> _EXERCISE GOAL_:
Output every line of the entries from the line containing "like (322, 39)." through the last, exactly, with no other content.

[Dataset rows on where objects appear]
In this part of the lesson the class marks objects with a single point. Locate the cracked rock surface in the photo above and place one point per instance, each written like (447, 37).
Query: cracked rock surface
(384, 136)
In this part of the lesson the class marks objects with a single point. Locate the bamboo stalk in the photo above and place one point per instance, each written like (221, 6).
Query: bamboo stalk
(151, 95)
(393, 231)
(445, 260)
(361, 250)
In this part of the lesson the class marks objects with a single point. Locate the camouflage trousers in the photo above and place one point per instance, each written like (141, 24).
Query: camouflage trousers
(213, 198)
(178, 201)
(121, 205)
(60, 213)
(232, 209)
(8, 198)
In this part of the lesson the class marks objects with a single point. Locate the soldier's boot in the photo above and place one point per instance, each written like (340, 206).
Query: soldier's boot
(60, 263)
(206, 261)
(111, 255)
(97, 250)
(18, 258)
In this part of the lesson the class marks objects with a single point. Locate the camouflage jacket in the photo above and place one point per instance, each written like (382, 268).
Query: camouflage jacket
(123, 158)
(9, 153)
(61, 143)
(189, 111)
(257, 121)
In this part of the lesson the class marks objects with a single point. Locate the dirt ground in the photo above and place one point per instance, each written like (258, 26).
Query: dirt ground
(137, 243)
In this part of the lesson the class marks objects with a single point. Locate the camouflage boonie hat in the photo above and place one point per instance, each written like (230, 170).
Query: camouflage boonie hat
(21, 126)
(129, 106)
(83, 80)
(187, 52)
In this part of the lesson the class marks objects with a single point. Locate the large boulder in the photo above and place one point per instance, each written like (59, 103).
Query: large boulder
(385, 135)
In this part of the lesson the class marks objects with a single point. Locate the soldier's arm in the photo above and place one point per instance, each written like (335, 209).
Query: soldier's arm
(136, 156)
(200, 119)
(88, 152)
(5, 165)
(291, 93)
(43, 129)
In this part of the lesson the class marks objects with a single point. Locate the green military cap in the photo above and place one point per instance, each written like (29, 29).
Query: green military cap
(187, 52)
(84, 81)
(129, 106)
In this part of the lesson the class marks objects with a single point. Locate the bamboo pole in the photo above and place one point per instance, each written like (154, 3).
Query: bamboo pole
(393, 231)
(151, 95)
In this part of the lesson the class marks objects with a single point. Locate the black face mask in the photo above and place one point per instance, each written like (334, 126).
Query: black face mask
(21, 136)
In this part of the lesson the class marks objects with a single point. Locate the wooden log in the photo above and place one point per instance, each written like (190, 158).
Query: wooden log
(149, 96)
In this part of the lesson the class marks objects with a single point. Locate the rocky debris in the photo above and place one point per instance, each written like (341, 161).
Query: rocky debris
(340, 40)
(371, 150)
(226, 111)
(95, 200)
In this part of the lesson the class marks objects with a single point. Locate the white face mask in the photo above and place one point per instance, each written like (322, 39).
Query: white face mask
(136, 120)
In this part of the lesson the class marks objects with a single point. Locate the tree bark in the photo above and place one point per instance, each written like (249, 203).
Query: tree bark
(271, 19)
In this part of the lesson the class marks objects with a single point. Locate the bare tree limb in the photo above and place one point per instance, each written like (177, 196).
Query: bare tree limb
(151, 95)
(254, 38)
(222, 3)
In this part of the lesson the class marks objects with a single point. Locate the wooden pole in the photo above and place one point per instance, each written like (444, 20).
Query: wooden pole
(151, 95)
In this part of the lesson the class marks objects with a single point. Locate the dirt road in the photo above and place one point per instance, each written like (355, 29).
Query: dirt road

> _SOLUTION TO THE PROBLEM_:
In this part of the lesson the class marks objects with a single point. Locate the white face mask in the photo above and place one point per instance, each written like (322, 39).
Query: white face mask
(136, 120)
In this part of the lesson the class marks objects with a single point. Locate the tree bark in the photo above and place one point per instance, each written like (249, 203).
Query: tree bark
(271, 19)
In this part of the lesson the class marks objects with a single point. Locate the bare tree limb in the photo above and place one point per instance, each written like (177, 196).
Query: bare tree limb
(151, 95)
(254, 38)
(222, 3)
In this part of the lesson the class marks objects with a single point. Locate the wooden pole in the photo above and place one point per instance, each written like (444, 20).
Query: wooden pole
(151, 95)
In this part of the lesson the class marks objects with a single point. Locate the dirt road in the photo above and place one point per instance, each written like (355, 29).
Query: dirt road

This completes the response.